> _Text excerpt_
• • • • •

The most common data quality issue. Let us check for duplicate catalog IDs:

SELECT catalog_id,
       count(*) AS id_count
FROM music_catalog_staging
GROUP BY catalog_id
HAVING count(*) > 1
ORDER BY id_count DESC;

CAT-1001 appears twice – an exact duplicate row. But duplicates are not always that obvious.

Sneaky Duplicates

Sometimes the catalog_id is different but the data is the same:

SELECT artist_name, album_title, track_title, track_number,
       count(*) AS dupe_count
FROM music_catalog_staging
GROUP BY artist_name, album_title, track_title, track_number
HAVING count(*) > 1;

The Beatles’ “Come Together” appears with both CAT-1010 and CAT-1099. Same song, different ID. This is real-world data distribution drama.

Knowledge Check 1

True or False: If every row has a unique catalog_id, then the table has no duplicates.

Think about it.

Answer: Knowledge Check 1

False!

Duplicate data can exist even with unique IDs. A duplicate is about the content, not just the identifier. Always check for duplicates on the meaningful columns, not just the ID.

Finding NULL Values

NULLs are the ghosts of your database – invisible until they break something:

SELECT
    count(*) AS total_rows,
    count(*) - count(genre) AS missing_genre,
    count(*) - count(label) AS missing_label,
    count(*) - count(track_title) AS missing_track_title,
    count(*) - count(track_number) AS missing_track_number,
    count(*) - count(track_duration_sec) AS missing_track_duration
FROM music_catalog_staging;

count(column) skips NULLs while count(*) counts all rows. The difference reveals the gaps.

Which Rows Have NULLs?

• • • • •

> _Work to do_
1. Please reproduce the passage of the SQL duplicates excerpt from "The most common" to "always that obvious.".
2. In the SQL duplicates excerpt, which two catalog IDs does The Beatles' "Come Together" appear with?

• • • • •

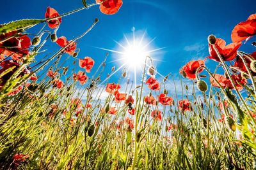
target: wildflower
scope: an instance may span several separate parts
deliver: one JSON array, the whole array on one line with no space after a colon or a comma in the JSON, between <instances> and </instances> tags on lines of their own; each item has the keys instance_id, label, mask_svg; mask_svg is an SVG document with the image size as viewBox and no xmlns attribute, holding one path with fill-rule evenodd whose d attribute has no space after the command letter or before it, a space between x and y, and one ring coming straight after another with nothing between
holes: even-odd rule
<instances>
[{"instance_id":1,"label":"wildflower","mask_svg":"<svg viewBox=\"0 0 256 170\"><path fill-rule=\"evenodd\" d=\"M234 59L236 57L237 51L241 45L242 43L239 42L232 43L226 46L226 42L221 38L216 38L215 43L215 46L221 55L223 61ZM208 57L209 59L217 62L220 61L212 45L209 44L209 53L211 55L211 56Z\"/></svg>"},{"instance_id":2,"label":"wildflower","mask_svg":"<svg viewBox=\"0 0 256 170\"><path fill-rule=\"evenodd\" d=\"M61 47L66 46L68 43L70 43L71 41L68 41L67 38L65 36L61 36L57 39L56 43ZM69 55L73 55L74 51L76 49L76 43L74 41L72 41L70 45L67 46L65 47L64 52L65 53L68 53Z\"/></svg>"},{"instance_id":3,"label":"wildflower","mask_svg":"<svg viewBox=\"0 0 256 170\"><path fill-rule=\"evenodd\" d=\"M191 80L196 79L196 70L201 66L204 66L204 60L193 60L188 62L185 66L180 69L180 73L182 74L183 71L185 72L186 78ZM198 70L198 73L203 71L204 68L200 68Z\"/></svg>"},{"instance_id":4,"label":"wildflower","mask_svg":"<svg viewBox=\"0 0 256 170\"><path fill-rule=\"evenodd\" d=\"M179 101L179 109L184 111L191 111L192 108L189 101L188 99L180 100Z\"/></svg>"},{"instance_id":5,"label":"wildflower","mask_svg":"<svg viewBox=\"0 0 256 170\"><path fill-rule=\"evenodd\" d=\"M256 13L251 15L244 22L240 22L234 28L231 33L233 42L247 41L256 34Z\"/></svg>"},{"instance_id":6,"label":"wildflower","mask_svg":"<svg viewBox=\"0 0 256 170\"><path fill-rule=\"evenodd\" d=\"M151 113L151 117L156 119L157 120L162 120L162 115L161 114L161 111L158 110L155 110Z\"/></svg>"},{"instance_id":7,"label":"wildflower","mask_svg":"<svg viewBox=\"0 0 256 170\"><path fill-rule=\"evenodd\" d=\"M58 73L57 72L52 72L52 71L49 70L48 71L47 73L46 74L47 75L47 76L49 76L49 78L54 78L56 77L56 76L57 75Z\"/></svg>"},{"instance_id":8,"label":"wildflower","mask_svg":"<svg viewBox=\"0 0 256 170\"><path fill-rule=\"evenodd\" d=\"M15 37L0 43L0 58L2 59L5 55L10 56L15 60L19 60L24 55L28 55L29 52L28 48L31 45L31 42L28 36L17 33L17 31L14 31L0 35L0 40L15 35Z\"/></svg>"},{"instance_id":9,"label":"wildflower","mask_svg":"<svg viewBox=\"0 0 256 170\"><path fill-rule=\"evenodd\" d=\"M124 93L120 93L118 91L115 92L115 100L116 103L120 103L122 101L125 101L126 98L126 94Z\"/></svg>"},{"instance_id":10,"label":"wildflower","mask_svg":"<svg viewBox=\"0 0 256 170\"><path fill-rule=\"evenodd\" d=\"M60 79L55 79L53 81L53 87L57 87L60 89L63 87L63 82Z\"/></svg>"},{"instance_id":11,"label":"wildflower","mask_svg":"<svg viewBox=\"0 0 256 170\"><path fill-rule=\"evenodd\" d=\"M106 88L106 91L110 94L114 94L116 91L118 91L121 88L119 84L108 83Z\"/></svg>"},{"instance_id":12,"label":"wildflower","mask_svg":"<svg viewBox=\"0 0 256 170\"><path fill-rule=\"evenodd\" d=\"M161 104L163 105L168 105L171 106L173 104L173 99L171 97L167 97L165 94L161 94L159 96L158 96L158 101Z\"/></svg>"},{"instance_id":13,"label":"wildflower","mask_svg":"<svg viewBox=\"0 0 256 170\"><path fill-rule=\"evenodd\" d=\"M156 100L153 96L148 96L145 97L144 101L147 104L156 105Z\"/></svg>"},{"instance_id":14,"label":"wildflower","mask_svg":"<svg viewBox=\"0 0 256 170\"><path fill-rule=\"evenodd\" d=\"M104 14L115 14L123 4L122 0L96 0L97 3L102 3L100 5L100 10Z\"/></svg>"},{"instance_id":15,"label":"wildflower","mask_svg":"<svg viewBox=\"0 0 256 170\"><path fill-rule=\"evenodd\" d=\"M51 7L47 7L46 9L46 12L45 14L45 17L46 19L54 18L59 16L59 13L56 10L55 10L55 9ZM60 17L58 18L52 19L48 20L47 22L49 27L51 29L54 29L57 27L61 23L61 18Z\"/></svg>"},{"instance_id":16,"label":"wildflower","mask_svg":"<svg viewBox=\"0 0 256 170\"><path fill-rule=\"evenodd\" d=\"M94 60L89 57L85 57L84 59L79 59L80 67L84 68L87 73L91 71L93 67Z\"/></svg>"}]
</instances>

• • • • •

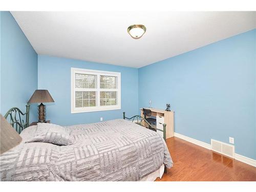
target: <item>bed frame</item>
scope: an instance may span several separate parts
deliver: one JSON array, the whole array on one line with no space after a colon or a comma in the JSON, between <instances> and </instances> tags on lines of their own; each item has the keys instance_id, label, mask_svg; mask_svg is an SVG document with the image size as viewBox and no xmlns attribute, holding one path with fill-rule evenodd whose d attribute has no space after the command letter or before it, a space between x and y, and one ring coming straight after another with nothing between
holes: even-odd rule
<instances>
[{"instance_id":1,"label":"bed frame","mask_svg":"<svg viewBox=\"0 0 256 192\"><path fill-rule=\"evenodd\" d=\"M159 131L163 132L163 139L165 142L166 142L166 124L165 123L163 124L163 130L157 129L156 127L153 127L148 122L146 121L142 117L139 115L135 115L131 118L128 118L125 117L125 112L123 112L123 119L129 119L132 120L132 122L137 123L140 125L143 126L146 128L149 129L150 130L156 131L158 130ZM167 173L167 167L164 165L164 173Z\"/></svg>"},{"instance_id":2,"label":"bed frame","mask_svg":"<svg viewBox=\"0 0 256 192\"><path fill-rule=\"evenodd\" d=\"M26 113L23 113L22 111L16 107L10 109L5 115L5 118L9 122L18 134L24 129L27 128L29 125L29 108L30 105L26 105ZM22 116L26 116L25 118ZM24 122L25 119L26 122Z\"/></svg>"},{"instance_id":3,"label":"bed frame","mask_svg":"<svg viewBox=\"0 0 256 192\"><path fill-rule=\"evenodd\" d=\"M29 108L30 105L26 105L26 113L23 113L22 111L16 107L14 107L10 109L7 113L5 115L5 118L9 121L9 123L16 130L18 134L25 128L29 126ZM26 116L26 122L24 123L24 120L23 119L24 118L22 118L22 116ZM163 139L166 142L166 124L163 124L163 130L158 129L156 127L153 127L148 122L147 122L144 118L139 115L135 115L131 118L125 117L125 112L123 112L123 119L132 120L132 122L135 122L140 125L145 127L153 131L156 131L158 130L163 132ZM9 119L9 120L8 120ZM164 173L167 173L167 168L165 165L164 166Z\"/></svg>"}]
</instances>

• • • • •

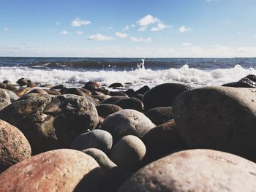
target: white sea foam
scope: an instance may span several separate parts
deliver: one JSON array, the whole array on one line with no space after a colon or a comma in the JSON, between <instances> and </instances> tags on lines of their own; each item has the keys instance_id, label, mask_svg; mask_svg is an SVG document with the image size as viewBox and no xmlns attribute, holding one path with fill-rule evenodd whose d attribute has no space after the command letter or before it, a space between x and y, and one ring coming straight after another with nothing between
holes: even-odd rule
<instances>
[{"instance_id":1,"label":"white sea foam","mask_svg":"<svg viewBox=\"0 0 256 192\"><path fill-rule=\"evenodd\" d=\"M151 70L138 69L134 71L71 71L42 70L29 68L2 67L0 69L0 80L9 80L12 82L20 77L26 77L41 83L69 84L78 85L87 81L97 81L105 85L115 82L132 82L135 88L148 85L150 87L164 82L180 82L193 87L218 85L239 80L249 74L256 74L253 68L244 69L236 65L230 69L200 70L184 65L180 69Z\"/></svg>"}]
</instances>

• • • • •

> _Answers for the exercise_
1.
The most common data quality issue. Let us check for duplicate catalog IDs:

SELECT catalog_id,
       count(*) AS id_count
FROM music_catalog_staging
GROUP BY catalog_id
HAVING count(*) > 1
ORDER BY id_count DESC;

CAT-1001 appears twice – an exact duplicate row. But duplicates are not always that obvious.

2. CAT-1010 and CAT-1099.